## Challenge
In the records below, put each line into a JSON list of strings, one string per line and with blank lines omitted, starting with the line containing "of the tree" and going on through the line containing "Target: tree trunk". Include both of those lines and no others.

[Start of Extracted records]

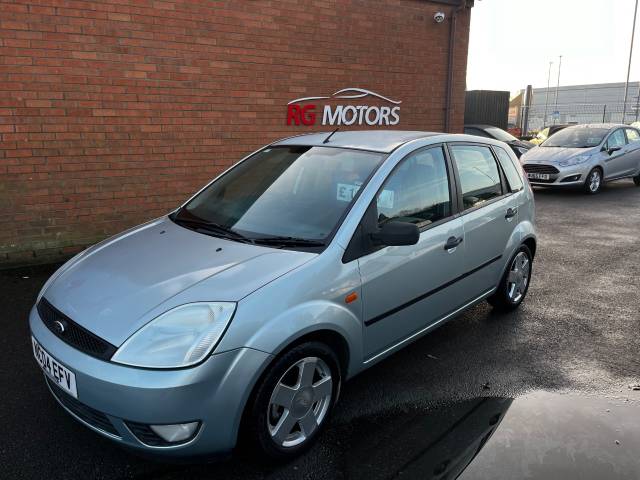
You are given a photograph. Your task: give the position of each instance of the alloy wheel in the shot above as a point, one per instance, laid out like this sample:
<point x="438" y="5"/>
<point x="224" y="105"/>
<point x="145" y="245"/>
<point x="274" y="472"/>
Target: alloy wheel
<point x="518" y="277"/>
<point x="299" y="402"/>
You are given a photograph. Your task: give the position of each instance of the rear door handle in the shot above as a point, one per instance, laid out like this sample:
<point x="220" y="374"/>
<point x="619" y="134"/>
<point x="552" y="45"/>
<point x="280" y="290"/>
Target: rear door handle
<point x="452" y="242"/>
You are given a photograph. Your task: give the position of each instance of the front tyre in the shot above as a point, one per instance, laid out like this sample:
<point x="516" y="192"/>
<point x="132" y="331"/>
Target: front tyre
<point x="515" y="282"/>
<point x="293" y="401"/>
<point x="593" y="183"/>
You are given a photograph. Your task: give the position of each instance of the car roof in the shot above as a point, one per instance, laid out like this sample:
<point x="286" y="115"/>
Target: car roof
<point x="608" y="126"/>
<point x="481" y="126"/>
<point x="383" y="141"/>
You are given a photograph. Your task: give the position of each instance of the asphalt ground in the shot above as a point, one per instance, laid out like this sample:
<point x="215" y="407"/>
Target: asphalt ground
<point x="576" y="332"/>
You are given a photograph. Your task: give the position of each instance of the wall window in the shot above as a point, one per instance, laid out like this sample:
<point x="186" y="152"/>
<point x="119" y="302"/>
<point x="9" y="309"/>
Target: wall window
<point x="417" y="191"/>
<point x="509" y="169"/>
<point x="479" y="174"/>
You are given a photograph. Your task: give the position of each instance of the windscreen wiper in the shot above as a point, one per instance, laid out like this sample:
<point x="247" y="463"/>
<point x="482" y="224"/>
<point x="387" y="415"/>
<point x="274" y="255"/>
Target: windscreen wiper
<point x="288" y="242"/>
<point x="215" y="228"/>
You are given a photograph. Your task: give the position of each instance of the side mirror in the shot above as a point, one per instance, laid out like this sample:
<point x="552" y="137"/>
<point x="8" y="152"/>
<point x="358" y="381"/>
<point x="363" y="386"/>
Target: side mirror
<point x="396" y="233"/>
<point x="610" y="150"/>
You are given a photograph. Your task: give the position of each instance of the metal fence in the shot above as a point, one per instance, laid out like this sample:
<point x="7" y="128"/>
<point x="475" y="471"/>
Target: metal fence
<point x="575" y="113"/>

[End of Extracted records]
[Start of Extracted records]

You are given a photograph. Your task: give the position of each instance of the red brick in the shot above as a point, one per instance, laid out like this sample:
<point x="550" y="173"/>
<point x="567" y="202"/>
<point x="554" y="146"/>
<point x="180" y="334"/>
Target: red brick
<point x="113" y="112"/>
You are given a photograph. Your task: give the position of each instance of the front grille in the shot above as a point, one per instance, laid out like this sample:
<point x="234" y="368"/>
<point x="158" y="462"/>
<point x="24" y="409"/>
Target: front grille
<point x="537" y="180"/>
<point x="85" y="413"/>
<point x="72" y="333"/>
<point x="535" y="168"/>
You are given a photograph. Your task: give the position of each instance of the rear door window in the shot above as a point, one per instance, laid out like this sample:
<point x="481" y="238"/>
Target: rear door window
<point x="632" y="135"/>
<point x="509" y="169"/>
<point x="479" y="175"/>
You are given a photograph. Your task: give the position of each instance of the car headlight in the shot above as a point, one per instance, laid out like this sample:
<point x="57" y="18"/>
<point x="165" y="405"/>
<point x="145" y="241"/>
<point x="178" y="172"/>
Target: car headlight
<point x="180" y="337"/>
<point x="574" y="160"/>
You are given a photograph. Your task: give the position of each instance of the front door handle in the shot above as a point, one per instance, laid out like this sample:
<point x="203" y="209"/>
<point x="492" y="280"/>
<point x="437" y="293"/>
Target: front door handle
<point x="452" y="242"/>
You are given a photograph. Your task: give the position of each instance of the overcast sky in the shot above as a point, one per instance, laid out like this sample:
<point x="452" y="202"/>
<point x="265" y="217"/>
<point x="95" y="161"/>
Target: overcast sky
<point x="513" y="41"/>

[End of Extracted records]
[Start of Extracted records]

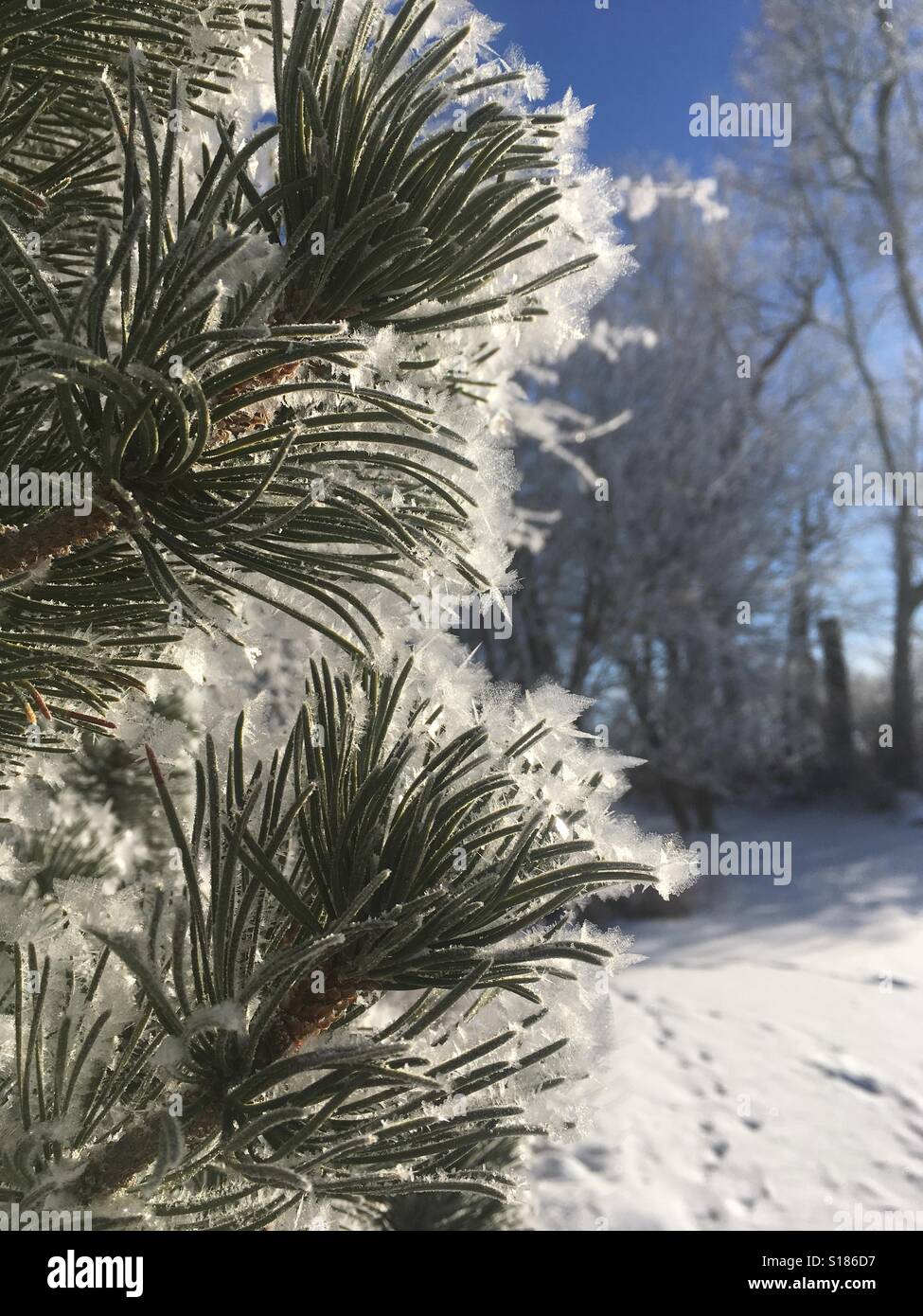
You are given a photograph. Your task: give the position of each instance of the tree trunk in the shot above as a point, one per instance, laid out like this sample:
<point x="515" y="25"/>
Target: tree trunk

[End of Extracted records]

## Reply to the task
[
  "You are given a photograph. Your task: give the position of each instance of the tree trunk in the shot above as a point, one per instance, laid out like this sample:",
  "<point x=\"515\" y=\"25\"/>",
  "Target: tree trunk"
]